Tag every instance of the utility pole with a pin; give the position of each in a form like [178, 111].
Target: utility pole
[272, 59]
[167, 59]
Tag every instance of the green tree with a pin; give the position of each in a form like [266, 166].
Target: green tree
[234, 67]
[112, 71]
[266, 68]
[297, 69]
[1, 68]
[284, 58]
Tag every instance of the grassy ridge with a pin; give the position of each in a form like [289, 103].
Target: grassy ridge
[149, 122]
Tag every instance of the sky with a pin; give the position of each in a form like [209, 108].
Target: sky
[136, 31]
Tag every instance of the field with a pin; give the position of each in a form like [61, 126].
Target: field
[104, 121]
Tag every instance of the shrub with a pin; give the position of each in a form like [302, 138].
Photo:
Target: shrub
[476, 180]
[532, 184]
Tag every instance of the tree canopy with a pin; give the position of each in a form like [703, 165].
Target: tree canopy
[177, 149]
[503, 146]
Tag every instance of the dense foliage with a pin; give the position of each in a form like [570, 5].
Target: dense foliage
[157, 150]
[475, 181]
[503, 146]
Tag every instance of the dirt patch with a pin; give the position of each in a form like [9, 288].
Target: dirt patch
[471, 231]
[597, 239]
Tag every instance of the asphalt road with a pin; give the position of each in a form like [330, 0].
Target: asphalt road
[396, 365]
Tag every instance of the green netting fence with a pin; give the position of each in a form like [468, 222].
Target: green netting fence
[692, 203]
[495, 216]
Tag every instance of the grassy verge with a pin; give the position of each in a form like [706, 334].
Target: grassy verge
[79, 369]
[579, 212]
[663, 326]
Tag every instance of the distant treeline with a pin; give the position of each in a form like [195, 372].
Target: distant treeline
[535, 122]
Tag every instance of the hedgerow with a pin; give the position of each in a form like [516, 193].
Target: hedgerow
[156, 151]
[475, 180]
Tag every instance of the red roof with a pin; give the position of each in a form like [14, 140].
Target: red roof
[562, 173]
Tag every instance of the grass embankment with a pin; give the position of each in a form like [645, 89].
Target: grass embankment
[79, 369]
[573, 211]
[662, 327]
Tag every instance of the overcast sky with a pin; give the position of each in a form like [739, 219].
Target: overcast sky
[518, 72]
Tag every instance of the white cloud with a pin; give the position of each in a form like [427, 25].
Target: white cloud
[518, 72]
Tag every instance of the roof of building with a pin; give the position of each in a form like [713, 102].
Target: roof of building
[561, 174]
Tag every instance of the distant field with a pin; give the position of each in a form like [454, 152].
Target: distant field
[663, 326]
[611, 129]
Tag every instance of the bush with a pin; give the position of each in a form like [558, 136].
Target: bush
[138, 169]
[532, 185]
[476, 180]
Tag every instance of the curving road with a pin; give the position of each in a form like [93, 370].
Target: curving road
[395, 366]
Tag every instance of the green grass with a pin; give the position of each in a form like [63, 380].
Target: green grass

● ● ●

◆ **To be done**
Return, word for word, the lines starting with the one that contains "Tag every instance of the hedgerow" and continuing through the end of the rows.

◆ **Correct output**
Tag every instance of the hedgerow with a pin; give the position of each in a form like [516, 193].
Target: hedgerow
[156, 151]
[475, 180]
Tag every instance of the red roof with a pin; give the position of each in a form like [14, 140].
Target: red roof
[562, 173]
Tag every instance of the grass embankment with a pin; give the position of each in a form like [645, 89].
Target: grass embankment
[79, 369]
[573, 211]
[662, 327]
Tag every instance of the overcast sky with a pin; give the position of each in a form like [739, 219].
Target: overcast sky
[518, 72]
Tag every instance of the white cloud with a pin; give the position of each in a form like [427, 25].
Target: white cloud
[518, 72]
Tag every instance of the roof of building with a pin; give the position of each in a form like [713, 102].
Target: roof of building
[561, 174]
Tag every instance of the distant field with a pin; give the position of each in a form like [454, 152].
Target: distant field
[663, 326]
[611, 129]
Tag every instance of the bush with a pin; give the position of each in a form like [558, 136].
Target: bush
[138, 169]
[532, 185]
[476, 180]
Tag every instance of the curving road with a pin; give the position of each in a form like [93, 370].
Target: curving road
[395, 366]
Tag every instance of the green grass with a pin; give the position of each in a form like [63, 380].
Target: green grass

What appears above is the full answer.